● Brano da leggere
· · ·

UNA BUONA CAUSA NON SI SERVE DI ARGOMENTI PESSIMI

FRANCESCO D’AGOSTINO

Come si difende una buona causa? Usando buoni argomenti.
Quando si rileva che i fautori di una buona causa usano pessimi argomenti (o, peggio ancora, equivoci), si ha il dovere di prendere le dovute distanze, per non rimanere invischiati in errori inammissibili e per non contribuire – anche non intenzionalmente – a diffonderli ulteriormente. La proposta per la depenalizzazione dell’omosessualità nel mondo, che la Francia a nome dell’Unione europea sta per presentare all’Onu , è un perfetto esempio di quanto appena detto e bene sta facendo la Santa Sede (nella persona di monsignor Celestino Migliore) a denunciare non la proposta in quanto tale, ma le indebite motivazioni che la sorreggono.

· · ·

● Elenco da controllare
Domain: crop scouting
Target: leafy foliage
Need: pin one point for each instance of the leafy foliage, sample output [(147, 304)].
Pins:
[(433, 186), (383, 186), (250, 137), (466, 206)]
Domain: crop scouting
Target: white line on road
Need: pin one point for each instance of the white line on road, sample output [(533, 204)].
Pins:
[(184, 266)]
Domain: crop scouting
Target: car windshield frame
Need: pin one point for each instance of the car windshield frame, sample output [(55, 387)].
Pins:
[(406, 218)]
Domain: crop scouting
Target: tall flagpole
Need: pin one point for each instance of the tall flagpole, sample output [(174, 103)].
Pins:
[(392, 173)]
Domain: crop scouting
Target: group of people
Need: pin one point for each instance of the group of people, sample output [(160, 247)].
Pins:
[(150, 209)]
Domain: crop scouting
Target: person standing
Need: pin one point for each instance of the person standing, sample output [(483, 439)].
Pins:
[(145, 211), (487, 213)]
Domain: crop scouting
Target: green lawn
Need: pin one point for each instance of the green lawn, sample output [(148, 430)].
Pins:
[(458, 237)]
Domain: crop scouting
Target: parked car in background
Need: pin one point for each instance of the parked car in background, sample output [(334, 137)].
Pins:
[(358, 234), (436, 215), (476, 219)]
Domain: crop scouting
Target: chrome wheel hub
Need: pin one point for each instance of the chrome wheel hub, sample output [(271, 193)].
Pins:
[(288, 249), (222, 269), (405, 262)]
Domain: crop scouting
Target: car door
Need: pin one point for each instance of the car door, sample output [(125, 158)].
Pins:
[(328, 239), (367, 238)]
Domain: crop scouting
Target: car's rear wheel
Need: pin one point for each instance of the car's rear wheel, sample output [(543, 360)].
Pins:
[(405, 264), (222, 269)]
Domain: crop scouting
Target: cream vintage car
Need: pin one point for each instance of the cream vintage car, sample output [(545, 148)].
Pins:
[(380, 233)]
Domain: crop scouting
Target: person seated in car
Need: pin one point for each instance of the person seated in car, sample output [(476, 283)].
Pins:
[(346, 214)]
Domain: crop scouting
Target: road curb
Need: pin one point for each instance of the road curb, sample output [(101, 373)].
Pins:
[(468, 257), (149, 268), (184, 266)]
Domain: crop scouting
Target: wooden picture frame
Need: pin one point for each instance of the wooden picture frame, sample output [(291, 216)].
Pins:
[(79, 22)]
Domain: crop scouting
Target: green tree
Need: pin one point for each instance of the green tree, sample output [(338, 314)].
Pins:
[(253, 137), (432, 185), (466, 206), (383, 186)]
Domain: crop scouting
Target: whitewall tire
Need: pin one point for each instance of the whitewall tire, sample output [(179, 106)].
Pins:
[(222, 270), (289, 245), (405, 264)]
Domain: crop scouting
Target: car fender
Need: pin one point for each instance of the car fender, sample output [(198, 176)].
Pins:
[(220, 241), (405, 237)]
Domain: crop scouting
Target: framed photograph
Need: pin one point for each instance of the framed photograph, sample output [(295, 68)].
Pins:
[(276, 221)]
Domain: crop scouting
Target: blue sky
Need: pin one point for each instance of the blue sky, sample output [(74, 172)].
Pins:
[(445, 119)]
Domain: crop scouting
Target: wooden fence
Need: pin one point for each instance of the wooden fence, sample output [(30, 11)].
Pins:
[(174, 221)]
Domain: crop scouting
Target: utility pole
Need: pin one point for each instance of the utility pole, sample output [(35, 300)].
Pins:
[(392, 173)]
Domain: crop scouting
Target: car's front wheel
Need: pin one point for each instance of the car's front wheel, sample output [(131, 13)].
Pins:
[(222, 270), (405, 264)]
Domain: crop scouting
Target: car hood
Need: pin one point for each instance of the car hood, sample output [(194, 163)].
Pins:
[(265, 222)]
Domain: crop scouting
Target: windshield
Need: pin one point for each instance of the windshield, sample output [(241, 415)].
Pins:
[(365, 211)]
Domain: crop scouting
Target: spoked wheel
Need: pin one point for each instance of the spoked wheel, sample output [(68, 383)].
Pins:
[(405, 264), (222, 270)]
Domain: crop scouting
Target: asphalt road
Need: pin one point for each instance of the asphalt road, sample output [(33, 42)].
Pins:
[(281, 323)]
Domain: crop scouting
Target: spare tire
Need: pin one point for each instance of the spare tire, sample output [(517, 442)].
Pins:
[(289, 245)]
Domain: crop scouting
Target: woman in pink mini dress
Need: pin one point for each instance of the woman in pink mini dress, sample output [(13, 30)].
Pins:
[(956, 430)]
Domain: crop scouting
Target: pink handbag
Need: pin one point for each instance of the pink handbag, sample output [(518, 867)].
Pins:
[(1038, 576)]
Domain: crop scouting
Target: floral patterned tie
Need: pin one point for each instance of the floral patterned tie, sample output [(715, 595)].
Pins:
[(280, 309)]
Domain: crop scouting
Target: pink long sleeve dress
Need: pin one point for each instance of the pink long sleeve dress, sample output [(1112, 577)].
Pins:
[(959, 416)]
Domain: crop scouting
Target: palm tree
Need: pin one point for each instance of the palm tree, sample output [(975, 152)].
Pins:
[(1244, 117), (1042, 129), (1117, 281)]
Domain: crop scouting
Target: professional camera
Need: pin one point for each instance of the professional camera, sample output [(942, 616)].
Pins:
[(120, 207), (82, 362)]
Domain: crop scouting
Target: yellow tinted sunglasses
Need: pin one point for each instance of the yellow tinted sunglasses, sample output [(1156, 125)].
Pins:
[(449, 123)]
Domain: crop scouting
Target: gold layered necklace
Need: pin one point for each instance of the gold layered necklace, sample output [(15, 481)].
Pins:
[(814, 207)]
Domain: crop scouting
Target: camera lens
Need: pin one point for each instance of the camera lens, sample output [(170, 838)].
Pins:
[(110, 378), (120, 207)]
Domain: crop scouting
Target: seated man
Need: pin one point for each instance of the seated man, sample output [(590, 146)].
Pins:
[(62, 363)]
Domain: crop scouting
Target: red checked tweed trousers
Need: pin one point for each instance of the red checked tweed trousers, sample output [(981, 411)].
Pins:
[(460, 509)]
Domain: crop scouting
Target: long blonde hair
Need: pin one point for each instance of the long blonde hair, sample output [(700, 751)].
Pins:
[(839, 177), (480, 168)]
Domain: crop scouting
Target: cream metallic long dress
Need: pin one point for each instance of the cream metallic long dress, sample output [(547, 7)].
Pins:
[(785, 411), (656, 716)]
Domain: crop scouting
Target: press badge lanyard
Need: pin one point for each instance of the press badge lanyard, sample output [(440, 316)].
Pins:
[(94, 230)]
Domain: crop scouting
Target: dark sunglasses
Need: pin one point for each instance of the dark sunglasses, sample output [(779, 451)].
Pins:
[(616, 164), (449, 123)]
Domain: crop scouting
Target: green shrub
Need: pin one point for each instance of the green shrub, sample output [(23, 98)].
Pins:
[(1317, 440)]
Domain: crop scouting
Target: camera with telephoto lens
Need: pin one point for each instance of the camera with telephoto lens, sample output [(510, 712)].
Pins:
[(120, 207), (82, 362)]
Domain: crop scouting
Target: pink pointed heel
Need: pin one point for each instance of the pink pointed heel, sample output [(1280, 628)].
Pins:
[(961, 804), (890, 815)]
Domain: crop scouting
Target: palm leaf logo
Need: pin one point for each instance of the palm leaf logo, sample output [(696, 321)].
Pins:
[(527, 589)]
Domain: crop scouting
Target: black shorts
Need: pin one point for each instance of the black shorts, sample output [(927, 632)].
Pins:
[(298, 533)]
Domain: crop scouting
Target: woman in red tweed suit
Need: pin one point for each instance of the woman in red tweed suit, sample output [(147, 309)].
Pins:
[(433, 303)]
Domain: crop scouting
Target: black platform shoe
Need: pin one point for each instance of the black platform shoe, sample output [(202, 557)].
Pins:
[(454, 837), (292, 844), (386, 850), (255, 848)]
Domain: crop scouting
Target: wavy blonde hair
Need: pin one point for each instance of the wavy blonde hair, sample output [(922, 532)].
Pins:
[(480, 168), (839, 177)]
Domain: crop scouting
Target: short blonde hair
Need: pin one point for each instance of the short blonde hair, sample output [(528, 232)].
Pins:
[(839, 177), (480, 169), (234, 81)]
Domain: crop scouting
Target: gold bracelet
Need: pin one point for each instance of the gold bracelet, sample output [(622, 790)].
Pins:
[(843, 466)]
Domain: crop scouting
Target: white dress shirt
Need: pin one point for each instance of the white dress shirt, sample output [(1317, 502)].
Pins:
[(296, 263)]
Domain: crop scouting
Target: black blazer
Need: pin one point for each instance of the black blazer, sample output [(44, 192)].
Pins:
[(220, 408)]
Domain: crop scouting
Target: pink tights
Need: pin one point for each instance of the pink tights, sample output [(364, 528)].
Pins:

· · ·

● Consegna
Riscrivi il brano sulla buona causa cominciando da "Come si difende" e andando avanti fino a "che la sorreggono.", con "coinvolti" al posto di "invischiati".

● Risposta
Come si difende una buona causa? Usando buoni argomenti.
Quando si rileva che i fautori di una buona causa usano pessimi argomenti (o, peggio ancora, equivoci), si ha il dovere di prendere le dovute distanze, per non rimanere coinvolti in errori inammissibili e per non contribuire – anche non intenzionalmente – a diffonderli ulteriormente. La proposta per la depenalizzazione dell’omosessualità nel mondo, che la Francia a nome dell’Unione europea sta per presentare all’Onu , è un perfetto esempio di quanto appena detto e bene sta facendo la Santa Sede (nella persona di monsignor Celestino Migliore) a denunciare non la proposta in quanto tale, ma le indebite motivazioni che la sorreggono.